Belgian Second Division
- Season: 2010–11
- Champions: OH Leuven
- Promoted: OH Leuven Mons
- Relegated: Turnhout Tournai Rupel Boom
- Matches: 306
- Goals: 901 (2.94 per match)
- Top goalscorer: Hamdi Harbaoui (25 goals)
- Biggest home win: 4-0 (FC Verbroedering Dender EH vs K Rupel Boom FC) and 5-1 (RAEC Mons vs AFC Tubize)
- Biggest away win: 0-5 (KVSK United Overpelt-Lommel at K Rupel Boom FC)
- Highest scoring: 1-5 (FC Verbroedering Dender EH at KV Turnhout), 5-1 (RAEC Mons vs AFC Tubize), 2-4 (CS Visé at R Boussu Dour Borinage and RAEC Mons at RFC Tournai), 3-3 (RAEC Mons vs OH Leuven and KSK Heist vs KV Turnhout)
- Longest winning run: FC Verbroedering Dender EH (5 games), from 28 August to 25 September
- Longest unbeaten run: Waasland-Beveren (12 games, streak ongoing), since 25 August
- Longest losing run: RFC Tournai (7 games, streak ongoing), since 25 September

= 2010–11 Belgian Second Division =

Football league

The 2010–11 season of the Belgian Second Division (also known as EXQI League for sponsorship reasons) started on Wednesday 18 August 2010 and finished in May 2011. OH Leuven won the title on the penultimate matchday after a 2–2 draw away to Antwerp. Mons also got promoted after winning the playoffs.

Information provided:
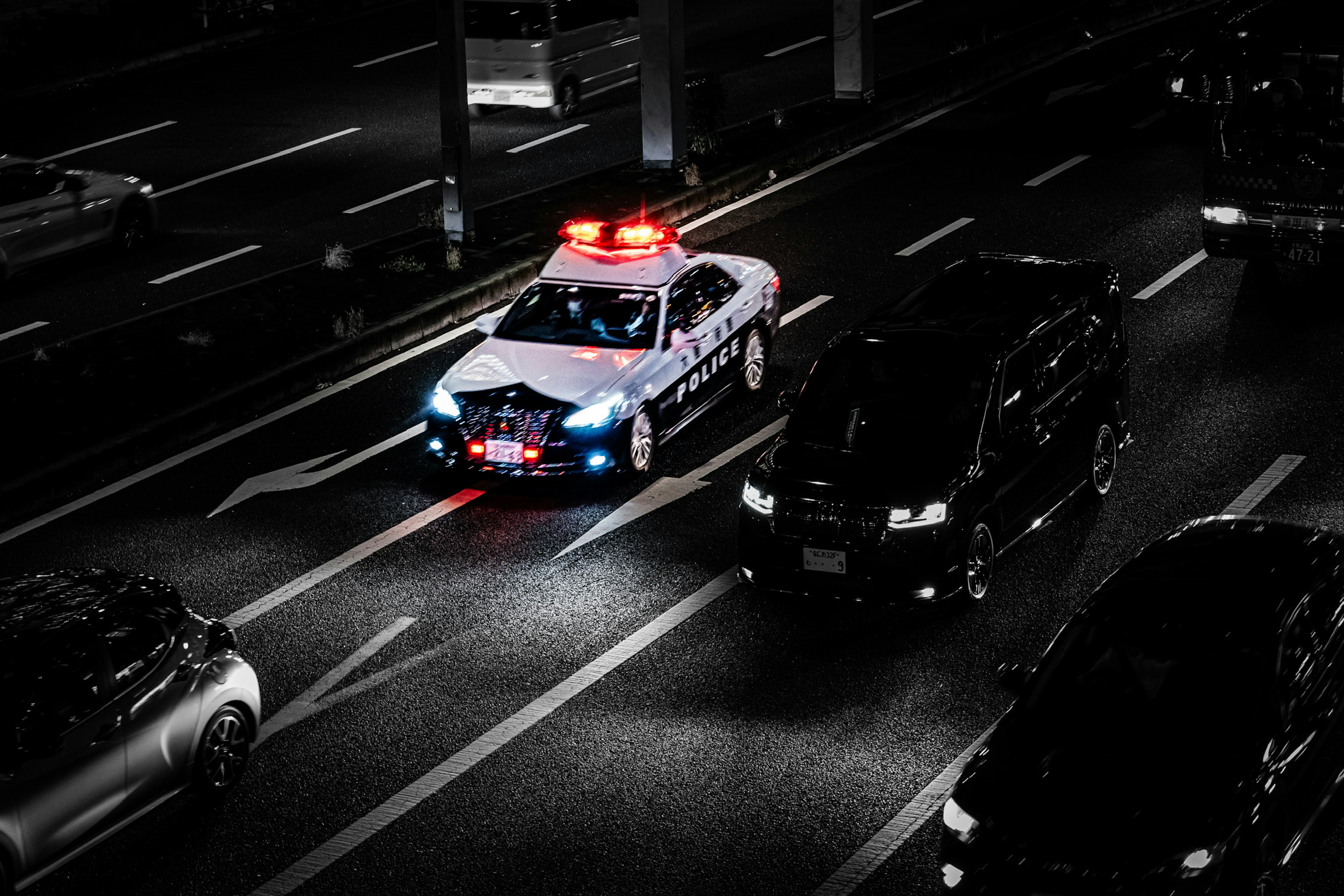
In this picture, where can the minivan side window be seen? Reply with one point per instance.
(135, 647)
(1018, 394)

Exercise instructions:
1) Translate this sentence from the 2010–11 Belgian Second Division article into French: "OH Leuven won the title on the penultimate matchday after a 2–2 draw away to Antwerp."
2) Continue the 2010–11 Belgian Second Division article, picking up right after its final sentence.

Responses by task:
1) OH Leuven a remporté le titre lors de l'avant-dernière journée après un match nul 2–2 sur le terrain d'Antwerp.

2)
==Team changes==
As a result of the bankruptcy of Mouscron in the first division, the team was automatically demoted to third division. No extra team was promoted to fill this spot and the league therefore moved from 19 teams to the more convenient 18.

===In===
- Roeselare relegated from the Pro League
- Heist promoted from Third Division A
- Visé promoted from Third Division B
- Rupel Boom promoted after winning the third division playoffs

===Out===
- Lierse was promoted to the Pro League
- Eupen won the second division final round and was therefore also promoted to the Pro League.
- Ronse lost the third division playoffs and was subsequently relegated.
- Beveren did not apply for a professional license due to financial problems. As a result, they were automatically relegated, but they chose to merge with second division team K.V. Red Star Waasland to form Waasland-Beveren and as such remain in second division.
- Liège was relegated to the Third Division.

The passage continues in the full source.